----- Extract provided
= Tim Busch =

American philanthropist

Timothy R. Busch is an American Catholic attorney, businessman, and philanthropist from Orange County, California.

== Early life ==
Busch grew up in Clinton, Michigan as the second of six children in a devoutly Catholic family. His father, Joe, founded and operated a chain of upscale supermarkets, Busch's Fresh Food Market. He received his bachelor's degree from Western Michigan University and his J.D. degree from Wayne State University Law School. In 1982, Busch moved to southern California. He married his wife, Steph, in 1985. he has a son, Garrett, and a daughter, Mackenzie. Busch lives in Nellie Gail Ranch, Laguna Hills, and has a second home at the Reserve Country Club in Indian Wells, California. He is a devout Catholic and active in Legatus and a number of other Catholic organizations and charities.

== Career ==
Busch is the founder of the Busch Firm, a financial services company that specializes in high net-worth estate planning. The Busch Firm also handles real estate and business transactions. Busch also founded the Pacific Hospitality Group which owns and manages eight hotels in California. As of 2019, Busch is the CEO. Busch and his brothers own the supermarket chain founded by their father.
----------
----- Provided information
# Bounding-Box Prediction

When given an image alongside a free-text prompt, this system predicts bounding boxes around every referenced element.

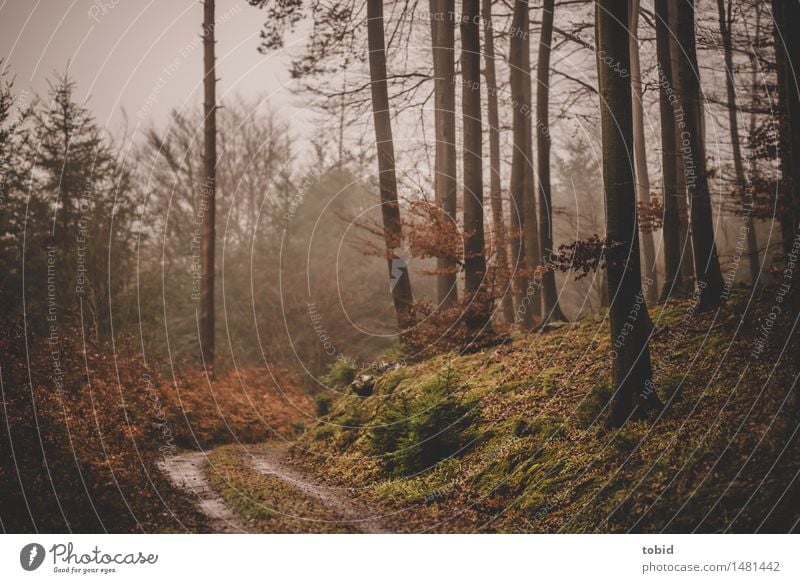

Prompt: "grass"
[294,290,800,532]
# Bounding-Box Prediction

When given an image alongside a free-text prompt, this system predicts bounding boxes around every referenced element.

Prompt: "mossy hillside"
[300,290,800,532]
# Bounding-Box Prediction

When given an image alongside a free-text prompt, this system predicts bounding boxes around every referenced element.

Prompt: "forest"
[0,0,800,533]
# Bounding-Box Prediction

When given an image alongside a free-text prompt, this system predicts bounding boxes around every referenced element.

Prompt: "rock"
[350,374,375,397]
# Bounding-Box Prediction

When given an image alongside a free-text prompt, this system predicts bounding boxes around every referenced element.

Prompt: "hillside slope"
[294,289,800,532]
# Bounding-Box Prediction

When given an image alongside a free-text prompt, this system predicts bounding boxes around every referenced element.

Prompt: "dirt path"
[250,445,390,534]
[160,445,390,533]
[159,451,248,533]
----------
== Exercise goal ==
Copy the Tim Busch biography starting with "Timothy R. Busch" and going on through "organizations and charities.", swapping each "Catholic" for "Methodist".

== Task result ==
Timothy R. Busch is an American Methodist attorney, businessman, and philanthropist from Orange County, California.

== Early life ==
Busch grew up in Clinton, Michigan as the second of six children in a devoutly Methodist family. His father, Joe, founded and operated a chain of upscale supermarkets, Busch's Fresh Food Market. He received his bachelor's degree from Western Michigan University and his J.D. degree from Wayne State University Law School. In 1982, Busch moved to southern California. He married his wife, Steph, in 1985. he has a son, Garrett, and a daughter, Mackenzie. Busch lives in Nellie Gail Ranch, Laguna Hills, and has a second home at the Reserve Country Club in Indian Wells, California. He is a devout Methodist and active in Legatus and a number of other Methodist organizations and charities.